**STUDY TEXT**
Obama: Brazil's democracy an example for Arab world

Reuters, By Alister Bull and Matt Spetalnick, RIO DE JANEIRO | Sun Mar 20, 2011

(Reuters) - President Barack Obama said on Sunday that Brazil's emergence as a powerful democracy was an example other nations could follow, as young people in the Middle East and north Africa rebelled for greater freedom.

"As two nations who have struggled over many generations to perfect our own democracies, the United States and Brazil know that the future of the Arab World will be determined by its people," Obama said to a standing ovation at a historic theater in downtown Rio de Janeiro.

Obama has ordered U.S. forces into the biggest military intervention in the Arab world since the 2003 invasion of Iraq, authorizing strikes against Libya on Saturday as he met with Brazilian President Dilma Rousseff in Brasilia.

"We've seen the people of Libya take a courageous stand against a regime determined to brutalize its own citizens. Across the region, we have seen young people rise up," he told an audience of about 2,000 prominent Brazilians in a speech that was televised live across Brazil.

"When men and women peacefully claim their human rights, our own common humanity is enhanced... That is the example of Brazil," he said to loud applause in the ornate hall.

Obama also used the speech to stress that the United States sought a partnership of equals with Brazil, striking a chord that Brazilian officials were hoping for.

**LISTED ENTRIES**
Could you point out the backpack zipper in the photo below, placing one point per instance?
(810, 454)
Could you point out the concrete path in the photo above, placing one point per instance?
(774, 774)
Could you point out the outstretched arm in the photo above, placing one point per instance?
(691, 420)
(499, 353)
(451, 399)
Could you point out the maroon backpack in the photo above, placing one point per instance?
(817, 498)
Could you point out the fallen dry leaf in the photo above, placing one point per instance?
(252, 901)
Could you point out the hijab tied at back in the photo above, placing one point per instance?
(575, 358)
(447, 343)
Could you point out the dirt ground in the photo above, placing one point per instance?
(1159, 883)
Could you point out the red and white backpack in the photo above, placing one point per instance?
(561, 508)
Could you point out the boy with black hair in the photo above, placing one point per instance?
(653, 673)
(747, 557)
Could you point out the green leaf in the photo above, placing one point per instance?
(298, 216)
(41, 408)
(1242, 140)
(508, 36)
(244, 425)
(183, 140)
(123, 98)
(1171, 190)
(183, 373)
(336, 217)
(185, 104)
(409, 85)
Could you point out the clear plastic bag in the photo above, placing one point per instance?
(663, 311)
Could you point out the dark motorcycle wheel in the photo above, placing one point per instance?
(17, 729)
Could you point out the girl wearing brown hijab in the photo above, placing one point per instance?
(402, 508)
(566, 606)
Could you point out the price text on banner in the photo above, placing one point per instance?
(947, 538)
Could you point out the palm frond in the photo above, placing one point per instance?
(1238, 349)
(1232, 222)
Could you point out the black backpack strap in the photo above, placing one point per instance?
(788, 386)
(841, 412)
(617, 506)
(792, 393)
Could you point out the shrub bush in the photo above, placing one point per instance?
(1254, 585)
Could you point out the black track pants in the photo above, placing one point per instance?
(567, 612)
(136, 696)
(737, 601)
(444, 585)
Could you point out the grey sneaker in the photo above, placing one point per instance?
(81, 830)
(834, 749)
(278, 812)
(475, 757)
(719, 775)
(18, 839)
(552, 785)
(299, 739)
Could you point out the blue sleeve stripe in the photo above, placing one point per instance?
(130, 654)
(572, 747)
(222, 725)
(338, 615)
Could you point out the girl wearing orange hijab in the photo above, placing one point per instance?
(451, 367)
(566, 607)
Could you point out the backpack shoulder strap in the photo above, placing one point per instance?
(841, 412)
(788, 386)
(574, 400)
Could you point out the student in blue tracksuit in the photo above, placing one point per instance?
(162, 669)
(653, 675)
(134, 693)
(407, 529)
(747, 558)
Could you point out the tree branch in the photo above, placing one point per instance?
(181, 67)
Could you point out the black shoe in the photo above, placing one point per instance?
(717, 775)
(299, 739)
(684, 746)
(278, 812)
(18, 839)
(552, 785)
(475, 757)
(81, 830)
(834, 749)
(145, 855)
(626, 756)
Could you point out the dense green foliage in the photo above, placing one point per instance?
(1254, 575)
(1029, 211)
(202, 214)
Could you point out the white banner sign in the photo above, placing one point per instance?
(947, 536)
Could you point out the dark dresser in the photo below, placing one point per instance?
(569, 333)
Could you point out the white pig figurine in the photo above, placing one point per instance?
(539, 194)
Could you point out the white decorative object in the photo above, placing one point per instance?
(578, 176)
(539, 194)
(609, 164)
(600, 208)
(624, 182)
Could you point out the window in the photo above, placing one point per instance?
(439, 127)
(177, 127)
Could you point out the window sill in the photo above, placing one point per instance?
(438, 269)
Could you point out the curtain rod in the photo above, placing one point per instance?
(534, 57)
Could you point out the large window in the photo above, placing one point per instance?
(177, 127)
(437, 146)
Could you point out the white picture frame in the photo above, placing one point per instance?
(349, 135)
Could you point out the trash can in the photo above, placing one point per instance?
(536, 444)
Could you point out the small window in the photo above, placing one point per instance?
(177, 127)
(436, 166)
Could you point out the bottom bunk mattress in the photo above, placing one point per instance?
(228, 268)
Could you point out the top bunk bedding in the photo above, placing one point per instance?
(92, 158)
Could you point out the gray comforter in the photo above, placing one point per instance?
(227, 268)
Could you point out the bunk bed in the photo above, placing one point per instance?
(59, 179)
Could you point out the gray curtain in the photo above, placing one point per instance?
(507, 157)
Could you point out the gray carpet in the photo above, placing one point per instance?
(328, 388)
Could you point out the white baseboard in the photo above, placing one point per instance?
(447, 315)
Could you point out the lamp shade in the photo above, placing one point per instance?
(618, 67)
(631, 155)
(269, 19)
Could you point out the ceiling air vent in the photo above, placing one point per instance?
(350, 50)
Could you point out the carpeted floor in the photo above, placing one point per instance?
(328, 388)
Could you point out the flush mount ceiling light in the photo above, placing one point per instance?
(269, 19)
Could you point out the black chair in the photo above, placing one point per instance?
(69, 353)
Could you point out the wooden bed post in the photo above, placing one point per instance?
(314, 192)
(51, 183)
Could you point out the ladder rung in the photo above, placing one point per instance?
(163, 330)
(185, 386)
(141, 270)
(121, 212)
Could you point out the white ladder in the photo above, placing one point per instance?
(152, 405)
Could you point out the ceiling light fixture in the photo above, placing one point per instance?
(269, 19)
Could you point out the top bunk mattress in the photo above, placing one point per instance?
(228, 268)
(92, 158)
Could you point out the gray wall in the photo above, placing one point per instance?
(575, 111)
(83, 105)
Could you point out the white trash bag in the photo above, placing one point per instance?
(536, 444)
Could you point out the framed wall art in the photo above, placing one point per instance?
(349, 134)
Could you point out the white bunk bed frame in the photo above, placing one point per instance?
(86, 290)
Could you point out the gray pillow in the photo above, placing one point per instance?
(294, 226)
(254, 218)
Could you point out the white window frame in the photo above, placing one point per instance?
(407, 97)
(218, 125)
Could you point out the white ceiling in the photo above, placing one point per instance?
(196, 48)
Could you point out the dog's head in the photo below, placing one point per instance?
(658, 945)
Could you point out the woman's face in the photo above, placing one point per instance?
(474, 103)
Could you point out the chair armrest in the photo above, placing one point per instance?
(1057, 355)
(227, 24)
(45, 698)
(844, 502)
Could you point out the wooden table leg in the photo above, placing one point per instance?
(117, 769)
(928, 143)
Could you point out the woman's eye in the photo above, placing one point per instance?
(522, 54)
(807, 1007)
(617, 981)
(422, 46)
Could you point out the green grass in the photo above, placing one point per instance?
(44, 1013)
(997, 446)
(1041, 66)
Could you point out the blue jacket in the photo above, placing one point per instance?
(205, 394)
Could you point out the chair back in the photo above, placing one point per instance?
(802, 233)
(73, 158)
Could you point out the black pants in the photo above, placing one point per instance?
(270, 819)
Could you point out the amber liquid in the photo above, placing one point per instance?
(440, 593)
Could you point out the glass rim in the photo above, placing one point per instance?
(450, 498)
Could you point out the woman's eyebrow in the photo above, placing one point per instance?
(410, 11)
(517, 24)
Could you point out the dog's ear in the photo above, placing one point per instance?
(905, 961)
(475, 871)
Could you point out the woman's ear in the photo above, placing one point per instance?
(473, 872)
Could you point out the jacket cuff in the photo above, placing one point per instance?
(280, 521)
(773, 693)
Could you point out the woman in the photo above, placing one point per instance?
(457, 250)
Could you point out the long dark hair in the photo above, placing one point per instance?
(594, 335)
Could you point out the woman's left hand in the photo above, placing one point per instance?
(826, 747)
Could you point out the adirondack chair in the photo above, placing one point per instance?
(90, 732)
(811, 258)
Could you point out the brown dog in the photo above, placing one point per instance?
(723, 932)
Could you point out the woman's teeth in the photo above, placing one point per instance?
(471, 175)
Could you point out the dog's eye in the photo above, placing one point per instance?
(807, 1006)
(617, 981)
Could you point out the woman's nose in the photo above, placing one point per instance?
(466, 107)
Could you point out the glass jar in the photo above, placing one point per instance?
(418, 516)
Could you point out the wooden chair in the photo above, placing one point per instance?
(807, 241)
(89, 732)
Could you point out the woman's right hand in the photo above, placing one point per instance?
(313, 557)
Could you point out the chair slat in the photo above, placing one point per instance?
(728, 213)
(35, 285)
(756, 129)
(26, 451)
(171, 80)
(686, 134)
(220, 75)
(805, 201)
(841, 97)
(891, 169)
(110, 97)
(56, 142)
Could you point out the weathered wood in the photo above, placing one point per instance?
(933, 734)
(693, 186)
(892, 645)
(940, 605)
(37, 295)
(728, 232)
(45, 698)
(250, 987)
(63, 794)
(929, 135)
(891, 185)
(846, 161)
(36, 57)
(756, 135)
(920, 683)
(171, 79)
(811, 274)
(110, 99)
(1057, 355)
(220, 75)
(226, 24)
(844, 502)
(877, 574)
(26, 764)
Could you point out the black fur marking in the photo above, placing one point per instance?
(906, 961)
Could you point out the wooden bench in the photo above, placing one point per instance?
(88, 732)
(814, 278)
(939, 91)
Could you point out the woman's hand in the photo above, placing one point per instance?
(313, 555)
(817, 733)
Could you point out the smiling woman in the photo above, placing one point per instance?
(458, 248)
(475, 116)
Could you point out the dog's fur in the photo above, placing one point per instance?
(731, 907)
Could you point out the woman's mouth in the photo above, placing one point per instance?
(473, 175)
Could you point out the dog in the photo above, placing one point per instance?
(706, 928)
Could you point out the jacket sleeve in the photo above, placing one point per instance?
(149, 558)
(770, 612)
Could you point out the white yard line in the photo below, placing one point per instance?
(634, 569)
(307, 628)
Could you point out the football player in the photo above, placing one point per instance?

**TASK INSTRUCTIONS**
List every person named in the Reuters report on Obama's speech in Rio de Janeiro.

**WRITTEN RESPONSE**
Barack Obama, Alister Bull, Matt Spetalnick, Dilma Rousseff